Consignes>
A: Résumez sous forme de liste le paragraphe du récit de départ qui commence par « Le départ n’a rien eu de soudain », en conservant ses faits principaux.
B: Recopiez fidèlement le passage du récit de départ en commençant par « Le départ n’a » et en allant jusqu’à « prenne le relais. ».
C: Écrivez la suite du récit de départ, à partir de l’endroit où il s’arrête.

Le départ n’a rien eu de soudain. Pendant des semaines, des mois, les cartons se sont lentement remplis et accumulés. Faisant patiemment disparaître le parquet dans l’entrée. Des piles de livres non-lus, des cadeaux jamais ouverts. Un temple de « ne surtout pas jeter ». Je retrouvais la rue du Poteau une ou deux fois par semaine, pour finalement m’abandonner au rythme de l’escargot. Traîner la patte, remettre à plus tard. Il n’y avait aucune hésitation pourtant. Simplement faire durer l’étape. Comme ces dernières pages d’un livre qu’on cesse de dévorer compulsivement pour ne pas en finir trop tôt. Faire durer ces derniers instants, avant que le couperet du point final ne s’abatte et que la mémoire prenne le relais.
Bien sûr, les derniers jours furent une course. Multiplier les sacs poubelle. Donner, jeter. Trouver un repreneur pour tout ce mobilier de célibataire. La veille de la remise des clés, Vie m’a rendu visite. Sur le balcon, alors que nous évoquions, sourire aux lèvres, nos longues soirées ainsi perchés, un silence parvint à se faufiler et à s’imposer. J’ai alors soudain admis que c’était fini. Je m’en allais, je quittais ce quartier qui m’était devenu si cher. Sans aucun regret, mais pas sans un dernier pincement. Mon village montmartrois était mon chez moi inespéré, durant ces dernières années. Mais je sais à présent que chez moi, c’est au bout de mon bras. Et si paradoxal que ce soit, ce n’est en aucun cas un rétrécissement de l’univers.
Sous ma main, le ventre tendu de M. Sa surface est agitée d’ondes miraculeuses. Des bosses surgissent de part et d’autre, comme une bagarre de dessin animé sous la peau. La vie mûrit ici. Je souris. M. aussi. Malgré sa lassitude. Le grand jour est imminent. Ça fait des semaines qu’on ne fait que répéter cela. Nous sommes prêts. M. Moi. Notre fils.

Données enregistrées>

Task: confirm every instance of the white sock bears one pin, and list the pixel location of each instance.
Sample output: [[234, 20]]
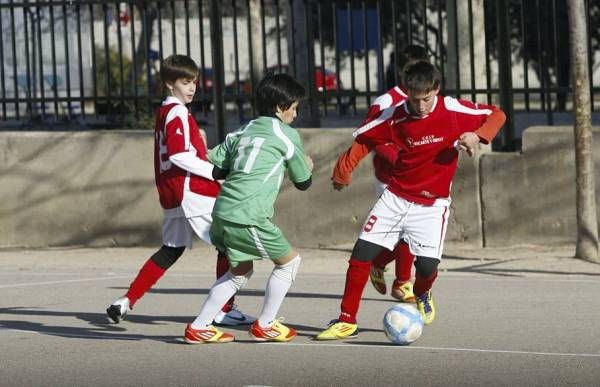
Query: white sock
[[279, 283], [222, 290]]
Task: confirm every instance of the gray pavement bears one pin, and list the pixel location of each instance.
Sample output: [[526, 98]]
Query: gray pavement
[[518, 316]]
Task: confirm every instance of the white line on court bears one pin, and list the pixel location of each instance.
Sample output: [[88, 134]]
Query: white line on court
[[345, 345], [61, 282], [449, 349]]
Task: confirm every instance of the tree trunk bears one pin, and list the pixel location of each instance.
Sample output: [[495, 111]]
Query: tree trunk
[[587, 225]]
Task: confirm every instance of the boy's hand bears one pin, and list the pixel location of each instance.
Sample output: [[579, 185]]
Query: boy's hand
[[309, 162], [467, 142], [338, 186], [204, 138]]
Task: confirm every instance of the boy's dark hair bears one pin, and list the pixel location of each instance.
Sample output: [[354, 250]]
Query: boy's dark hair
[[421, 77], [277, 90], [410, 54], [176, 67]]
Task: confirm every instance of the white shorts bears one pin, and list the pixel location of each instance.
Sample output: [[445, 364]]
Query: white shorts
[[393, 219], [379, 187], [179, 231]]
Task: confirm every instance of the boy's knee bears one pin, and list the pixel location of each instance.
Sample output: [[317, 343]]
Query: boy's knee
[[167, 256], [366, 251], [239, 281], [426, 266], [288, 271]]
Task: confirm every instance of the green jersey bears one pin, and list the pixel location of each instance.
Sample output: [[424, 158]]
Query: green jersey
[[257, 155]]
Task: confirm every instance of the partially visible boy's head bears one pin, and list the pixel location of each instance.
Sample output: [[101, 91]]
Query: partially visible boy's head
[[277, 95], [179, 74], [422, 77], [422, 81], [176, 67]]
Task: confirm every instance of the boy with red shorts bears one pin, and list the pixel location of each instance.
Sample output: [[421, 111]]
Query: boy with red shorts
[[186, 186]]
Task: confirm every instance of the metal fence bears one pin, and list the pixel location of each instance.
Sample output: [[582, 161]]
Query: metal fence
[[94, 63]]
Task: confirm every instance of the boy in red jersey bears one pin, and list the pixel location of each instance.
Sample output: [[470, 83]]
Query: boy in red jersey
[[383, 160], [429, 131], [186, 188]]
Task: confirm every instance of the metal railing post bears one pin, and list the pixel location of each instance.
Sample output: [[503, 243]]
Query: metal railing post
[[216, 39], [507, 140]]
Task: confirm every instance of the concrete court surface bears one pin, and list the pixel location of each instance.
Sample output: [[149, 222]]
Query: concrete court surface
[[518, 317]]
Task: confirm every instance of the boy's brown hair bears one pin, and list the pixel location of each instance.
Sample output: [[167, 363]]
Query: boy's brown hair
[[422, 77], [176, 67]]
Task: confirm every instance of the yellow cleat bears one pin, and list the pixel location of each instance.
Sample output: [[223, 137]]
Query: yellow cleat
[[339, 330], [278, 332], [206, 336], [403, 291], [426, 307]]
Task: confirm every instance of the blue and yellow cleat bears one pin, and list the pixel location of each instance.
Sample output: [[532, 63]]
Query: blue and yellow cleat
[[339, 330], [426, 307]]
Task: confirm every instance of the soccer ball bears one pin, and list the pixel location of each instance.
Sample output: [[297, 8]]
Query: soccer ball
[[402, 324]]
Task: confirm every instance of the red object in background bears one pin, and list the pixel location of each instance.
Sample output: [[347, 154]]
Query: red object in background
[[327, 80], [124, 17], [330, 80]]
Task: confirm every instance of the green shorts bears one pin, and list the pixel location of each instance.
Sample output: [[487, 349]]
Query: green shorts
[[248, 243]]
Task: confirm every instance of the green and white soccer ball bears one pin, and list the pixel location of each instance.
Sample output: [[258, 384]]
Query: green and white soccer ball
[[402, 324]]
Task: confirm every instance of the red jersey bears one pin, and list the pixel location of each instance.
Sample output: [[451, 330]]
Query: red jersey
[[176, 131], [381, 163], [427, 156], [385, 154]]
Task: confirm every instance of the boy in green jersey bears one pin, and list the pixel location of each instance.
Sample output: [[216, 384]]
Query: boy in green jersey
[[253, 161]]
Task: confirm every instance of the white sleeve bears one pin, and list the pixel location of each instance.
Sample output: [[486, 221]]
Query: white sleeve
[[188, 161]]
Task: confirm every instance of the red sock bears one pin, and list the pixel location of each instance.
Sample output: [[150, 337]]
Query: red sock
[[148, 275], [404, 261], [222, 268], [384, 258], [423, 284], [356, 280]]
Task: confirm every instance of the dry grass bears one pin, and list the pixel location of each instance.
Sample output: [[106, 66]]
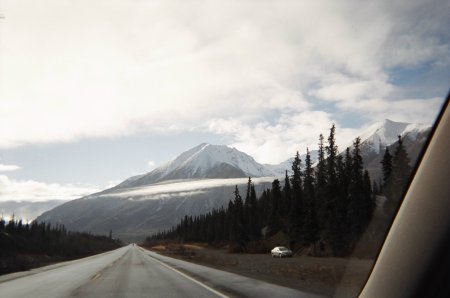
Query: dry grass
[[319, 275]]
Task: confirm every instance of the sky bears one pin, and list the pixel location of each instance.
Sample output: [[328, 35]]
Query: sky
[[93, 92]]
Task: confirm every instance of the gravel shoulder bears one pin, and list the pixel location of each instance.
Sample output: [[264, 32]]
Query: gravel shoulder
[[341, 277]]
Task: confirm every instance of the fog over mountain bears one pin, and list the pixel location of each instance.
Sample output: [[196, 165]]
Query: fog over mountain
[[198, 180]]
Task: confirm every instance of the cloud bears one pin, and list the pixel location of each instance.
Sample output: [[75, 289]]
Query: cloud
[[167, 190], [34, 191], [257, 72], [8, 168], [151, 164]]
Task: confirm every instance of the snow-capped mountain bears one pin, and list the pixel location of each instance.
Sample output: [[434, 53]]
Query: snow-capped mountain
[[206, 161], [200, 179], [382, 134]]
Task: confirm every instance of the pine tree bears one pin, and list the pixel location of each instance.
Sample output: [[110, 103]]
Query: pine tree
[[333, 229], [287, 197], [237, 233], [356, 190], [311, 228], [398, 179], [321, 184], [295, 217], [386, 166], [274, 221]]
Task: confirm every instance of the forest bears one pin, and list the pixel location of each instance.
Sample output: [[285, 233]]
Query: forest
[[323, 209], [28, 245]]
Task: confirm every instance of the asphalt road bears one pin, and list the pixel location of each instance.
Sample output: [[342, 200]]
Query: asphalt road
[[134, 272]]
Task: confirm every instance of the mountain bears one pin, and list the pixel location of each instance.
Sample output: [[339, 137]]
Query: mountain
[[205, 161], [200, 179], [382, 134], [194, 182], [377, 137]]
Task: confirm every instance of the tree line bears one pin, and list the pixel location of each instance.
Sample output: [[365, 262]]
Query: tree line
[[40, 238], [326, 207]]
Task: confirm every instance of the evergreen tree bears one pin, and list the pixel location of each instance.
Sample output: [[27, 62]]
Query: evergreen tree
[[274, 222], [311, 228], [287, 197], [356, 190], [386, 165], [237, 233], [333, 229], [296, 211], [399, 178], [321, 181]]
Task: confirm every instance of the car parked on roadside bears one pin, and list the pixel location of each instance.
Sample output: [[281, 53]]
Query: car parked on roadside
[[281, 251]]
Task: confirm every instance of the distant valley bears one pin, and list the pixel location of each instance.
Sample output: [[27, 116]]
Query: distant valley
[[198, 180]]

==

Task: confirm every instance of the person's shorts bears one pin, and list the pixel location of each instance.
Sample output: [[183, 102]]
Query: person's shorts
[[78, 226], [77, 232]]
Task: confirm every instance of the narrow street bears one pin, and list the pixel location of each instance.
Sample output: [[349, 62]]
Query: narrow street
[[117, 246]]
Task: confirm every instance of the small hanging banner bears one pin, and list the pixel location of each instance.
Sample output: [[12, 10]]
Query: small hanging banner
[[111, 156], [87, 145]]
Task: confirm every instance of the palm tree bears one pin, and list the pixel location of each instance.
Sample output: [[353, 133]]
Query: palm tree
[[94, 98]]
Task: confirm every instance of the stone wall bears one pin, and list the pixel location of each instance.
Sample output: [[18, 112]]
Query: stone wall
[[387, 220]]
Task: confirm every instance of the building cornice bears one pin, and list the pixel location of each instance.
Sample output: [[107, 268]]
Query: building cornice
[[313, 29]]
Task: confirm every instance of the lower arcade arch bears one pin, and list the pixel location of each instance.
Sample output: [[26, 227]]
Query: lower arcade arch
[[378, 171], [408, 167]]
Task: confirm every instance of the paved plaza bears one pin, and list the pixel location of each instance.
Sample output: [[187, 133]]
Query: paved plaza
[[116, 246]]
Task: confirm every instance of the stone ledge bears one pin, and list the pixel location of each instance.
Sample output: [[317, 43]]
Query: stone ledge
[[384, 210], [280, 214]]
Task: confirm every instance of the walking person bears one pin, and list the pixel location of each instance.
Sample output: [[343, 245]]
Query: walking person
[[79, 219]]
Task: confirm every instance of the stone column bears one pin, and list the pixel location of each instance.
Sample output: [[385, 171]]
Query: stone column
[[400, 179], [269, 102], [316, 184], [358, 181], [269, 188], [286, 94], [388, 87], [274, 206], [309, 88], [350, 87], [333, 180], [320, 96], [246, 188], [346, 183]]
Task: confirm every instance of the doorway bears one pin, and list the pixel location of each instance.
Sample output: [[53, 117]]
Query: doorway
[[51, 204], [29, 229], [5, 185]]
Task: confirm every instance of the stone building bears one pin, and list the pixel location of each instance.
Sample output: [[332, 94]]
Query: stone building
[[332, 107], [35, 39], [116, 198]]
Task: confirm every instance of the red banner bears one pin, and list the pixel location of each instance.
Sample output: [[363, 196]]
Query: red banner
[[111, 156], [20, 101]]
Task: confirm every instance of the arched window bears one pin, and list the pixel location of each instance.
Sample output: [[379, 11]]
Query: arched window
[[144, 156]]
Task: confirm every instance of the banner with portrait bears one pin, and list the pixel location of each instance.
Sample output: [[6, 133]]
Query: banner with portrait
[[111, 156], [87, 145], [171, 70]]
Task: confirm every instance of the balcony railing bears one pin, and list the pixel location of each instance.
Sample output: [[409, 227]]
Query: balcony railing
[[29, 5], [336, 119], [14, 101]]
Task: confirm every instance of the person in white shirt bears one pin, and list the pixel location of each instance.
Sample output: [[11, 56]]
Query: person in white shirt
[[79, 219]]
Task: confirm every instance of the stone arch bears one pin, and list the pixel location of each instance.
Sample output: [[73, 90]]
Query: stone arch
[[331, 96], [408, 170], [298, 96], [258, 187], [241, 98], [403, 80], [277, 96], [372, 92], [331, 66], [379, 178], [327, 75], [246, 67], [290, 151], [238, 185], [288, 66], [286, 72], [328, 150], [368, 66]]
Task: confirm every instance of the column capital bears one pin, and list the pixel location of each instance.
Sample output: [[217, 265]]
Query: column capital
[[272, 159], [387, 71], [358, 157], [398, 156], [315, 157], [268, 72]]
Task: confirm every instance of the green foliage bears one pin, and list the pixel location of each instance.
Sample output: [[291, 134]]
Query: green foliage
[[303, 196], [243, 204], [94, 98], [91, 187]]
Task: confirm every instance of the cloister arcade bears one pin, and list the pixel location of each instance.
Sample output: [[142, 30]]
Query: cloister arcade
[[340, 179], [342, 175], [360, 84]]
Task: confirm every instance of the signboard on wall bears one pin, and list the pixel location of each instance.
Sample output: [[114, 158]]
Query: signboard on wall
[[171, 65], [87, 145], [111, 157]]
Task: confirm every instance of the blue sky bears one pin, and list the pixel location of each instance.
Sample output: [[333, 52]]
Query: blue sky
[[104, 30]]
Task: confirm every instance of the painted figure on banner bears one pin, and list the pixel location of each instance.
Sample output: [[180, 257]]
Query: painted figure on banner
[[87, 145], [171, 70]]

Réponses>
A:
- Le départ s’est fait lentement, sur des semaines et des mois.
- Les cartons se sont accumulés jusqu’à recouvrir le parquet de l’entrée : livres non lus, cadeaux jamais ouverts, objets à ne surtout pas jeter.
- Je retournais rue du Poteau une ou deux fois par semaine, au rythme de l’escargot, en remettant à plus tard.
- Ce n’était pas de l’hésitation : je voulais faire durer l’étape, comme on ralentit sur les dernières pages d’un livre avant que le point final tombe et que la mémoire prenne le relais.

B:
Le départ n’a rien eu de soudain. Pendant des semaines, des mois, les cartons se sont lentement remplis et accumulés. Faisant patiemment disparaître le parquet dans l’entrée. Des piles de livres non-lus, des cadeaux jamais ouverts. Un temple de « ne surtout pas jeter ». Je retrouvais la rue du Poteau une ou deux fois par semaine, pour finalement m’abandonner au rythme de l’escargot. Traîner la patte, remettre à plus tard. Il n’y avait aucune hésitation pourtant. Simplement faire durer l’étape. Comme ces dernières pages d’un livre qu’on cesse de dévorer compulsivement pour ne pas en finir trop tôt. Faire durer ces derniers instants, avant que le couperet du point final ne s’abatte et que la mémoire prenne le relais.

C:
C’est à la fin de nos vacances, l’été dernier, que nous avons pris la décision. Comme une évidence. Malgré tout ce que j’ai pu dire de cette question depuis la terrible nuit. Simplement je sentais que toute inquiétude s’était envolée. Que M. rendait cela de nouveau possible. Je me disais qu’on devait se laisser une chance. Que ce ne serait sans doute pas simple. Qu’il nous faudrait sans doute de nombreux essais, voire une assistance. Si tant est que ce soit possible pour nous. Je m’imaginais donc avoir au moins six mois devant moi, que le Procès aurait le temps d’avancer, peut-être même de s’achever. M. m’a annoncé la nouvelle mi-octobre. Ma réaction était sans doute décevante, je le sais. J’étais heureux, évidemment, mais abasourdi tout à la fois. Je me rendais compte que deux événements intimement historiques allaient se dérouler en même temps. Mon inquiétude première était pourtant infondée. Cette schizophrénie existentielle s’est avérée être un atout. Renforçant mes velléités paternelles et m’offrant la distance nécessaire vis-à-vis de ce qui se jouait au palais de justice. Comme si l’humanité tout entière avait décidé de se contorsionner pour tenir dans cette année.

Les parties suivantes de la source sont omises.